## start

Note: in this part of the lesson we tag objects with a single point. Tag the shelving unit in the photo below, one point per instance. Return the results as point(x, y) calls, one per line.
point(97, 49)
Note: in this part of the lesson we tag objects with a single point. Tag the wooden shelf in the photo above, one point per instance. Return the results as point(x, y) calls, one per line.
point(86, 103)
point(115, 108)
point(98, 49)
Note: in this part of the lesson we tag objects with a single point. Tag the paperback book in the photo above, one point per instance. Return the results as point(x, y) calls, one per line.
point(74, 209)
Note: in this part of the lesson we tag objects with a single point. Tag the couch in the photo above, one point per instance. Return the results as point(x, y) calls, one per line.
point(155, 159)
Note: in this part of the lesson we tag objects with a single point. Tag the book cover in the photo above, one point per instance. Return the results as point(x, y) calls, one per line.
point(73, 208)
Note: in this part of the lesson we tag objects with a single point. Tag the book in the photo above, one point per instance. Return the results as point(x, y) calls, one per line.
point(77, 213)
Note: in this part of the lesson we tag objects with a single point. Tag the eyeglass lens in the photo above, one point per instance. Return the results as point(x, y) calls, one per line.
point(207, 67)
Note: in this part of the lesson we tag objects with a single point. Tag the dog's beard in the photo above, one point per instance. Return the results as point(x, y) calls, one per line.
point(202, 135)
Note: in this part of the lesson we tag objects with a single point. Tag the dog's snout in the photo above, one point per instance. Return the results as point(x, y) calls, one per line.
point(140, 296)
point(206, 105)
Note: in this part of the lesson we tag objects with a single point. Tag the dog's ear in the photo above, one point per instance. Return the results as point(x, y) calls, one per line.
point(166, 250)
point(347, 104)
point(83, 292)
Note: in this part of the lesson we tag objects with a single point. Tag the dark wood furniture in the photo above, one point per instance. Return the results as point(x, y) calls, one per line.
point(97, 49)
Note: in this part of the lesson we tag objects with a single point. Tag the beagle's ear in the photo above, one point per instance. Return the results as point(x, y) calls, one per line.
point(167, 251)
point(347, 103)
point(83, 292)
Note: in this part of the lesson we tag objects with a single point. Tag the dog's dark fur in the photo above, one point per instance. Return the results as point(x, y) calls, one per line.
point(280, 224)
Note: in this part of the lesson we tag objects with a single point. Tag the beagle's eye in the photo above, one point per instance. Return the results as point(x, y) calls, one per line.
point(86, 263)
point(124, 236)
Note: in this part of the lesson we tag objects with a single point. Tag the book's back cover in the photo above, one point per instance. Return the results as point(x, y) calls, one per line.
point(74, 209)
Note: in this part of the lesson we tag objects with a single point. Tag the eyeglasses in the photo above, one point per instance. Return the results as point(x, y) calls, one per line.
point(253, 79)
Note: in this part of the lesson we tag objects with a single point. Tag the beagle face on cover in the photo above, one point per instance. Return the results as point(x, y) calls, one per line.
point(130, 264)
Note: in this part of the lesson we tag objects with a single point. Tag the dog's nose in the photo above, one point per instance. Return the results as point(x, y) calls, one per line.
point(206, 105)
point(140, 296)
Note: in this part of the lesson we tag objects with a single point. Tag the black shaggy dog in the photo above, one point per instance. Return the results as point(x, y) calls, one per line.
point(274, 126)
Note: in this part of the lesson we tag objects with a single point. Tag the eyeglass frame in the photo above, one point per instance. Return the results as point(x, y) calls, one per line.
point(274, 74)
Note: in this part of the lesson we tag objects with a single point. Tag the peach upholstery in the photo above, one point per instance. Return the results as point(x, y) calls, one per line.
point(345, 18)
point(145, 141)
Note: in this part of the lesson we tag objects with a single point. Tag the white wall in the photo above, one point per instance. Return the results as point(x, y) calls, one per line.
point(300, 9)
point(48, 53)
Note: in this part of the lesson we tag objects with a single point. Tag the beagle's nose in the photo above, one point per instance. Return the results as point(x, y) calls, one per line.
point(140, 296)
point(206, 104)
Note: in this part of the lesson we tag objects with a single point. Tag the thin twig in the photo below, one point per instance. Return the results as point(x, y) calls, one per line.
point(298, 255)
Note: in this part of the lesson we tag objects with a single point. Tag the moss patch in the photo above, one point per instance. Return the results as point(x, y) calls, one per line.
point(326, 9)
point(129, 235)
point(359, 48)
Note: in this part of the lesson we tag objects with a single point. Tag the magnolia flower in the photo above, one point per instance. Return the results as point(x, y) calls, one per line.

## end

▸ **Set problem**
Reproduce all of the material above word for word, from the first line to the last.

▸ **Result for this exercise**
Note: in this part of the lesson we tag objects with a single point. Tag the shelving unit in the photo below, one point per instance. Return the results as point(x, y) calls, one per line.
point(97, 49)
Note: in this part of the lesson we tag objects with a single point. Tag the wooden shelf in the photo above, one point per instance. Return the results as point(x, y) calls, one per line.
point(86, 103)
point(115, 108)
point(98, 49)
Note: in this part of the lesson we tag objects with a single point. Tag the paperback book in the photo above, one point per instance. Return the results as point(x, y) calls, one per line.
point(74, 209)
Note: in this part of the lesson we tag objects with a single point. Tag the couch in the photo above, one point per instance. Return the results as point(x, y) calls, one per line.
point(155, 159)
Note: in this part of the lesson we tag objects with a single point. Tag the book cover in the photo above, one point per instance. Return the results as point(x, y) calls, one per line.
point(73, 208)
Note: in this part of the lesson we tag objects with a single point. Tag the book in the photo above, one point per instance. Return the results as point(x, y) calls, one per line.
point(77, 213)
Note: in this part of the lesson we tag objects with a single point. Tag the eyeglass lens in the photo above, one point per instance. Return the results as point(x, y) calls, one per line.
point(207, 67)
Note: in this part of the lesson we tag objects with a single point. Tag the dog's beard in the photo above, one point per instance. Return the results as point(x, y) calls, one per line.
point(202, 135)
Note: in this part of the lesson we tag objects with a single point. Tag the dog's snout in the photo above, one point per instance. Return the results as point(x, y) calls, one per line.
point(140, 296)
point(206, 105)
Note: in this part of the lesson we tag objects with a single point. Tag the dog's ear in the photo above, one point per instance. Return the results as point(x, y) calls, one per line.
point(166, 250)
point(347, 104)
point(83, 292)
Note: in this part of the lesson we tag objects with a single point. Tag the dark wood furniture in the photo above, one point per instance. Return the results as point(x, y) calls, one per line.
point(97, 49)
Note: in this part of the lesson we tag objects with a single point. Tag the beagle's ear in the photo above, one point per instance. Return the results as point(x, y) calls, one per line.
point(167, 251)
point(347, 103)
point(83, 292)
Note: in this part of the lesson we tag objects with a single point. Tag the dog's dark fur in the photo above, one point per instance. Return the results as point(x, y) calls, one per line.
point(280, 224)
Note: in this part of the lesson we tag objects with a single point. Tag the beagle's eye in the photo above, one point per instance. Return the results as point(x, y) calls, one per line.
point(86, 263)
point(124, 236)
Note: in this part of the lesson we tag objects with a single point. Tag the book's back cover in the photo above, one point per instance. Return the results as point(x, y) calls, one per line.
point(74, 209)
Note: in this part of the lesson we tag objects with a single point. Tag the eyeglasses in the photo above, one point per instance. Return the results as point(x, y) calls, one per line.
point(253, 79)
Note: in this part of the lesson we tag objects with a single point. Tag the beagle face on cover in the photo above, one point per instance. Return the results as point(x, y) calls, one per line.
point(130, 264)
Note: in this part of the lesson we tag objects with a single point. Tag the dog's nose in the photo above, one point per instance. Return the results as point(x, y) calls, one per line.
point(206, 105)
point(140, 296)
Note: in this part of the lesson we tag objects with a single point. Tag the black shaggy dog in the photo above, one point per instance. Return the results as point(x, y) calls, one per line.
point(274, 126)
Note: in this part of the lesson we tag objects with a single point. Tag the eyeglass frame in the photo above, one point per instance. Return the results as point(x, y) calls, one per line.
point(274, 74)
Note: in this part of the lesson we tag objects with a single point. Tag the peach upholstery in the photo above, one point per instance. Return the results as point(x, y) calls, one per line.
point(345, 18)
point(145, 141)
Note: in this part of the lesson we tag objects with a single point. Tag the white wall in the photo above, one point per instance. Return the results as point(x, y) calls, one per line.
point(300, 9)
point(48, 53)
Note: in this part of the lesson we tag objects with a single point. Tag the beagle's nose in the photo above, one point per instance. Return the results as point(x, y) calls, one per line.
point(140, 296)
point(206, 104)
Note: in this part of the lesson we tag objects with a single point. Tag the thin twig in the photo below, one point per instance. Return the results as point(x, y) calls, one per line.
point(298, 255)
Note: in this part of the lesson we tag objects with a single point. Tag the moss patch in the photo above, one point per instance. Return the results as point(x, y) calls, one per line.
point(326, 9)
point(129, 235)
point(359, 48)
Note: in this part of the lesson we tag objects with a single point. Tag the magnolia flower in the photo above, one point per instance. Return the results as point(x, y) calls, one per line.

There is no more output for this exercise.